* GOAL OF THE EXERCISE *
Swap "dark ponytail" for "black ponytail" in the lines starting at "on wall in the image above." and ending at "204;78;663;153", leaving everything else unchanged. Return only those lines.

#### RECORDS FOR THE EXERCISE ####

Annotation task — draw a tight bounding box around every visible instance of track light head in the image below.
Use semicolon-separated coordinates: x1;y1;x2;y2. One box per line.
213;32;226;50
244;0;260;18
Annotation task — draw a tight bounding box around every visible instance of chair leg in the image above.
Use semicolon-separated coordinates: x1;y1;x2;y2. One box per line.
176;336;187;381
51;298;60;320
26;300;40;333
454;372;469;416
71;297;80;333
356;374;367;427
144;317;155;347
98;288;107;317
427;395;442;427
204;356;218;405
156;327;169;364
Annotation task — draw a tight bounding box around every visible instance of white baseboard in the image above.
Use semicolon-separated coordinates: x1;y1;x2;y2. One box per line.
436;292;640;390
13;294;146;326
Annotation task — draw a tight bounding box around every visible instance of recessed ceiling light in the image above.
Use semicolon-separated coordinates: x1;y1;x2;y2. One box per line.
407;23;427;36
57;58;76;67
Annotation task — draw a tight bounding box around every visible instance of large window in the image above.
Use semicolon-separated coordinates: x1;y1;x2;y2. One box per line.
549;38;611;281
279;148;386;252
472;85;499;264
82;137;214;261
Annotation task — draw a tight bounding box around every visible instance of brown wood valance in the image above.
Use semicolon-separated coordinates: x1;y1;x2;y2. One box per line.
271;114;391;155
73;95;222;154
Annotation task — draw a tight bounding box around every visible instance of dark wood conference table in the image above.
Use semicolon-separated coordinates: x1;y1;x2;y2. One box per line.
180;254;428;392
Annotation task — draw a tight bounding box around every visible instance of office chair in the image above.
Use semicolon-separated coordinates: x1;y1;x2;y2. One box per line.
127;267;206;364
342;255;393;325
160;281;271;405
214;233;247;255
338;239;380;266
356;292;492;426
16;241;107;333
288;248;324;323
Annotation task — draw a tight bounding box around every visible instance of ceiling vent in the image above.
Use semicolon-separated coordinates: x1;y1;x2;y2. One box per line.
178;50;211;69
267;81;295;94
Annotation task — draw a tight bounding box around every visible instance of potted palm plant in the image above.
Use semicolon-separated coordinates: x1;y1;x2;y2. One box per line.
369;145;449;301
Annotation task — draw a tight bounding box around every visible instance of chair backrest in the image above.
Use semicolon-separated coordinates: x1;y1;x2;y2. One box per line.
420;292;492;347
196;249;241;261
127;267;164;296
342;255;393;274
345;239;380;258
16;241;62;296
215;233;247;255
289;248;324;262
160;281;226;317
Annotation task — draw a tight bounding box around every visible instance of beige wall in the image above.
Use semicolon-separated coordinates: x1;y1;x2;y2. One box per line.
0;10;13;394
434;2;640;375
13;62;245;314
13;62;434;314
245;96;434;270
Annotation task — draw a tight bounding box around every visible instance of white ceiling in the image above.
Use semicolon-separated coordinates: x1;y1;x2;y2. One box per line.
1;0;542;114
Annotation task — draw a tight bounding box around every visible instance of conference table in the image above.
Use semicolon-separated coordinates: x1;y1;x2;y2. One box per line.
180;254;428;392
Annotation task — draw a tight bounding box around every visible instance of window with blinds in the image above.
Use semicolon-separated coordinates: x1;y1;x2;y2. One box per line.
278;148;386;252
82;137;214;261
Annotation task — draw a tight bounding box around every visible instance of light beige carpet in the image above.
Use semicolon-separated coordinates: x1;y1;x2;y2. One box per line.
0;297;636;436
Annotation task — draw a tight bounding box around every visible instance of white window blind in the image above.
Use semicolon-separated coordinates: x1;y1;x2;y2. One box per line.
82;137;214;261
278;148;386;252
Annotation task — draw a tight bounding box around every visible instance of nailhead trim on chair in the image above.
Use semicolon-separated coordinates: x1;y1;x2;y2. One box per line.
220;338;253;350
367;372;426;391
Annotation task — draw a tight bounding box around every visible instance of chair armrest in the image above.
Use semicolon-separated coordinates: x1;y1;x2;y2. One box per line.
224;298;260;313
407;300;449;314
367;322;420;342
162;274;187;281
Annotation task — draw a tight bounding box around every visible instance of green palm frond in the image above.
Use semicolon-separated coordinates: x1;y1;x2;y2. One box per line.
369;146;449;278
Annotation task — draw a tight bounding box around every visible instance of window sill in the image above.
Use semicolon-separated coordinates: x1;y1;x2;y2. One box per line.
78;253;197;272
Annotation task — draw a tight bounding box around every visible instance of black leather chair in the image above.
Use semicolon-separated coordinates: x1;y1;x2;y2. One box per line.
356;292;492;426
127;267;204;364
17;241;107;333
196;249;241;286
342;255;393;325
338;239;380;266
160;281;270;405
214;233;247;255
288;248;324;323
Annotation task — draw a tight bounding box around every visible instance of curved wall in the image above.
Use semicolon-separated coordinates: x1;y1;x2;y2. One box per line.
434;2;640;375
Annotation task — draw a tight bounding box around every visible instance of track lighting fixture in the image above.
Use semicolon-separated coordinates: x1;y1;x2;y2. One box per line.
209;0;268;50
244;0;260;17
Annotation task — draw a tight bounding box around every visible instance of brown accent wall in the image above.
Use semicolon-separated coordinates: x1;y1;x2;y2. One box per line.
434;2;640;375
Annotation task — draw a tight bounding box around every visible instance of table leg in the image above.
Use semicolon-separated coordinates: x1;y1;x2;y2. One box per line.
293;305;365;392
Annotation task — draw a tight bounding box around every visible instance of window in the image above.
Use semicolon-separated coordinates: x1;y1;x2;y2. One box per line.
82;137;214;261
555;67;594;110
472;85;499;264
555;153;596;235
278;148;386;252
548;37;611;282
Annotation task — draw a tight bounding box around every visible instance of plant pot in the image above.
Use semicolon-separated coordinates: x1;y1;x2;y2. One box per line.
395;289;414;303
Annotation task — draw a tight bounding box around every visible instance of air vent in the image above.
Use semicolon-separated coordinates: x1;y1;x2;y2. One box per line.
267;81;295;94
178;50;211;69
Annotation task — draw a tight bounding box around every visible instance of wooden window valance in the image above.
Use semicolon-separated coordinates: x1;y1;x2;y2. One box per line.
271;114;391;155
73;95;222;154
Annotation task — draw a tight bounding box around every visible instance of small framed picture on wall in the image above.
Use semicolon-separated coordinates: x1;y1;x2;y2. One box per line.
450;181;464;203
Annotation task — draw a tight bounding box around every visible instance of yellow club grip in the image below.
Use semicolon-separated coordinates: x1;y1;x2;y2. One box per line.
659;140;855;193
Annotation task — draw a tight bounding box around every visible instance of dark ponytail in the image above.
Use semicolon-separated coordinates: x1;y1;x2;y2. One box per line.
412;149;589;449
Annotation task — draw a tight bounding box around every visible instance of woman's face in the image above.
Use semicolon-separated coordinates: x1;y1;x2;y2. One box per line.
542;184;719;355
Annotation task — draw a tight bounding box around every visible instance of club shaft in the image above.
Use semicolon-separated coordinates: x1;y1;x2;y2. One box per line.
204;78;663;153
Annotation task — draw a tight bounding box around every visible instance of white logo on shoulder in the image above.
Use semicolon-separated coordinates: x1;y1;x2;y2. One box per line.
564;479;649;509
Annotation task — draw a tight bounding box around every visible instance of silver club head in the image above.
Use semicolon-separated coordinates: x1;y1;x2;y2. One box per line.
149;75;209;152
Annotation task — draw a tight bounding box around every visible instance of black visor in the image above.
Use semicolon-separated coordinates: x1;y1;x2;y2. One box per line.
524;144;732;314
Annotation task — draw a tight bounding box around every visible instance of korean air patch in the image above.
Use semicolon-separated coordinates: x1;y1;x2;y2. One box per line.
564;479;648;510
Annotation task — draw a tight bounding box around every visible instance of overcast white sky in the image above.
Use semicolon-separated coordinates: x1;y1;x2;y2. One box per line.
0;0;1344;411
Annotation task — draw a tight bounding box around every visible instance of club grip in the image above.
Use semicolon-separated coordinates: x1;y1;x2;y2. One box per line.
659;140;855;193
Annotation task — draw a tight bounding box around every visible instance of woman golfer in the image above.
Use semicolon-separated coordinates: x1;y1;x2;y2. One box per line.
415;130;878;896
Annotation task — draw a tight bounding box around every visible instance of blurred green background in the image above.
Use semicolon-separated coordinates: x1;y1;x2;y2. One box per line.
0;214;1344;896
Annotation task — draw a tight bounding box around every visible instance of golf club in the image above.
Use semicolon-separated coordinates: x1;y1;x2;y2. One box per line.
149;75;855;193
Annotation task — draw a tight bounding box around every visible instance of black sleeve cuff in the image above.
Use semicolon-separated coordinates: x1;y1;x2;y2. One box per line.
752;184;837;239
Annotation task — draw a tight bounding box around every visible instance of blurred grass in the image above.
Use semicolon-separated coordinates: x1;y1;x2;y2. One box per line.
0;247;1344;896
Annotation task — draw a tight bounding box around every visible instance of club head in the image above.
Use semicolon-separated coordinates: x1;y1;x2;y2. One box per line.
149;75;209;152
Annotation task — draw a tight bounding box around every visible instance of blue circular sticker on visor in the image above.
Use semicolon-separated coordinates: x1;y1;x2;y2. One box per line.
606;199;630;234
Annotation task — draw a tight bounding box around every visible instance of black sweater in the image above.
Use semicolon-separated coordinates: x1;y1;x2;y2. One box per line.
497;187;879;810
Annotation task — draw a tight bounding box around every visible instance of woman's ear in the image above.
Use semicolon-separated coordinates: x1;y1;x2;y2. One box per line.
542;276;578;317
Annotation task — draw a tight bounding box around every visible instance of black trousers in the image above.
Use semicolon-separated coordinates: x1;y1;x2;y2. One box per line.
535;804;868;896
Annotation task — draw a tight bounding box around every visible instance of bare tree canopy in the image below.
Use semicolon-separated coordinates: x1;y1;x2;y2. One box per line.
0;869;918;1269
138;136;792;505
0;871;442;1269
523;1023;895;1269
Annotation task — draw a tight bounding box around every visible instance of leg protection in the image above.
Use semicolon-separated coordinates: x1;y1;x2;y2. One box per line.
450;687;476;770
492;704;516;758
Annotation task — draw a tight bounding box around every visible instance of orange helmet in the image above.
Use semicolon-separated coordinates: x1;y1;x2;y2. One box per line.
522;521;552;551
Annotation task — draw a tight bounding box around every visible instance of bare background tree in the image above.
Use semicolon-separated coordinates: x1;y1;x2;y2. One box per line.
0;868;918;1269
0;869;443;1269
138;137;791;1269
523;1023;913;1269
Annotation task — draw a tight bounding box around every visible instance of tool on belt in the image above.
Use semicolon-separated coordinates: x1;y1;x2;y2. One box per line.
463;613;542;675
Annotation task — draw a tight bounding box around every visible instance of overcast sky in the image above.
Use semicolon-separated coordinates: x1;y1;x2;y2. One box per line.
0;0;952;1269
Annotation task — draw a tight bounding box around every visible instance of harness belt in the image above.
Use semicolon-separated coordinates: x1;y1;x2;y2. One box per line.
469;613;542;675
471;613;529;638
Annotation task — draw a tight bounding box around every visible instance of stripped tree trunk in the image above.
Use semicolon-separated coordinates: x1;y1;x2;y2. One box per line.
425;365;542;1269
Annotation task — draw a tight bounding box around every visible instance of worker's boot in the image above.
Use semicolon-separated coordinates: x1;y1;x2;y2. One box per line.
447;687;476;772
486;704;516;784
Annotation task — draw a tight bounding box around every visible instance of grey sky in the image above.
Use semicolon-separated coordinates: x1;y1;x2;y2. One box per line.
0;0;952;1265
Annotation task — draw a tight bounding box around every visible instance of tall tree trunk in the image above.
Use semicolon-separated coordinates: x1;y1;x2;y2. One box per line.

####

* THE ANSWER *
Annotation task — draw a tight bounding box around every visible instance of small framed picture on wall in the image above.
Use semicolon-separated coordinates: x1;y1;x2;y2. One box per line.
450;181;464;203
Annotation task — draw a tight bounding box around every visible instance of yellow club grip in the image below.
Use semicolon-separated coordinates: x1;y1;x2;y2. One box per line.
659;140;855;193
Annotation task — draw a tight bounding box around every visible instance of black ponytail in the image above.
Use semicolon-separated coordinates: x1;y1;x2;y2. One box per line.
412;149;589;449
Annotation task — draw a tight bounding box around every visible instance of woman's face in the image above.
Use semicolon-separated coordinates: x1;y1;x2;y2. One box per line.
542;184;719;355
Annotation task — draw a tight bounding box around every visible instance of club shaft in the image above.
Use semicolon-separated coordinates: x1;y1;x2;y2. One box per line.
204;78;663;153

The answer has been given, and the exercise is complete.